▶ **LESETEXT**

Kirche verhandelt hart
Polen: Katholische Kirche fordert Entschädigung in Milliardenhöhe

Bei Geld hört Frömmigkeit auf - wie es derzeit Polens "Eigentumskommission" demonstriert, die seit 20 Jahren den Raub der Kommunisten an Kirchenbesitz wiedergutmachen soll. Als sie am 17. Mai 1989 entstand, waren die Kommunisten noch an der Macht, und es erregte "Bewunderung", dass diese "Kirchenhasser zu einer Geste der Gerechtigkeit fähig" waren. 2010 ist die Kommission so in Verruf geraten, dass die angesehene Wochenzeitung "Polityka" bereits 2009 forderte, sie baldigst zu beseitigen, "bevor sie durch laufende Korruptionsvorwürfe endgültig kompromittiert" würde. Ende 2010 sollte auch ihr Ende kommen, das per Gesetzesnovelle auf den 31. Dezember 2011 vertagt wurde. Es gibt für die Kirche noch einiges "zu holen"!

▶ **KURZE ÜBUNG 1**
Zähle die Zeilen der Auflistung, in denen die Zeichenfolge „cream“ vorkommt, und beachte dabei die Groß- und Kleinschreibung. Gib ausschließlich die Zahl an.
Der Lesetext und die Auflistung haben inhaltlich nichts miteinander zu tun.

(Datenauflistung)
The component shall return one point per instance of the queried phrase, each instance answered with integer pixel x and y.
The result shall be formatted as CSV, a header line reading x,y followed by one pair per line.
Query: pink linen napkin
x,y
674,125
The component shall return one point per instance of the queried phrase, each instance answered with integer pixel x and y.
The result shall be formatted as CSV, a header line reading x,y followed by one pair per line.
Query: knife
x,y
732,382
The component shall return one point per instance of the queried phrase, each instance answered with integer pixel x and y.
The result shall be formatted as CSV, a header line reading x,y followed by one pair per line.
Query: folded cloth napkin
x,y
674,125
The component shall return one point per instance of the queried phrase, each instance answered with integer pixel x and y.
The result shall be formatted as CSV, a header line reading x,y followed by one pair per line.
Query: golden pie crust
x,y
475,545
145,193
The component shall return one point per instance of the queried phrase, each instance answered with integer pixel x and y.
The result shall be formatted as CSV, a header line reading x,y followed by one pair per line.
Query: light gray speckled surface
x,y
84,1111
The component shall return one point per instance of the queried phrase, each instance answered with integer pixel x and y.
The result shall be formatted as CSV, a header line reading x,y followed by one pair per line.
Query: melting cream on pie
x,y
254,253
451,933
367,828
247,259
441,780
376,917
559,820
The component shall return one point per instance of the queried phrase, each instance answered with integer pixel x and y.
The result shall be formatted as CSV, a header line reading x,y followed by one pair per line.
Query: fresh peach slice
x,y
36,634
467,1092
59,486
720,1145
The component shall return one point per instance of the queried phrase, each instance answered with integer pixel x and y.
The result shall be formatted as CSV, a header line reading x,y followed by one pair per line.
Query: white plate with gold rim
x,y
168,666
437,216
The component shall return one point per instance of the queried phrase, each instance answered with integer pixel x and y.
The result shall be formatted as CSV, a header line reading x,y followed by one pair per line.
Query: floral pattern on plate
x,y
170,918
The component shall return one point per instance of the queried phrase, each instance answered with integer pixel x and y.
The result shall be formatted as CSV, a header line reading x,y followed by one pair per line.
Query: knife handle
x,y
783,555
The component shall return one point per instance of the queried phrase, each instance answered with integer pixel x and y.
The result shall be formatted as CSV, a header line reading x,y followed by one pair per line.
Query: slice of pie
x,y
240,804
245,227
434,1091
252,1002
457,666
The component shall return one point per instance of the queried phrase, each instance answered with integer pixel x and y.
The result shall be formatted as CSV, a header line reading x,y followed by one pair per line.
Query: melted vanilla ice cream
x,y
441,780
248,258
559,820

▶ **KURZE ÜBUNG 2**
Beantworte anhand des Lesetexts über die polnische Eigentumskommission kurz:
(a) An welchem Datum entstand die Kommission?
(b) Welche Wochenzeitung forderte ihre baldige Beseitigung, und in welchem Jahr?
(c) Auf welches Datum wurde das Ende der Kommission per Gesetzesnovelle vertagt?

▶ **SCHRIFTLICHE ANTWORT 1**
2

▶ **SCHRIFTLICHE ANTWORT 2**
(a) Am 17. Mai 1989.
(b) Die Wochenzeitung „Polityka“ im Jahr 2009.
(c) Auf den 31. Dezember 2011.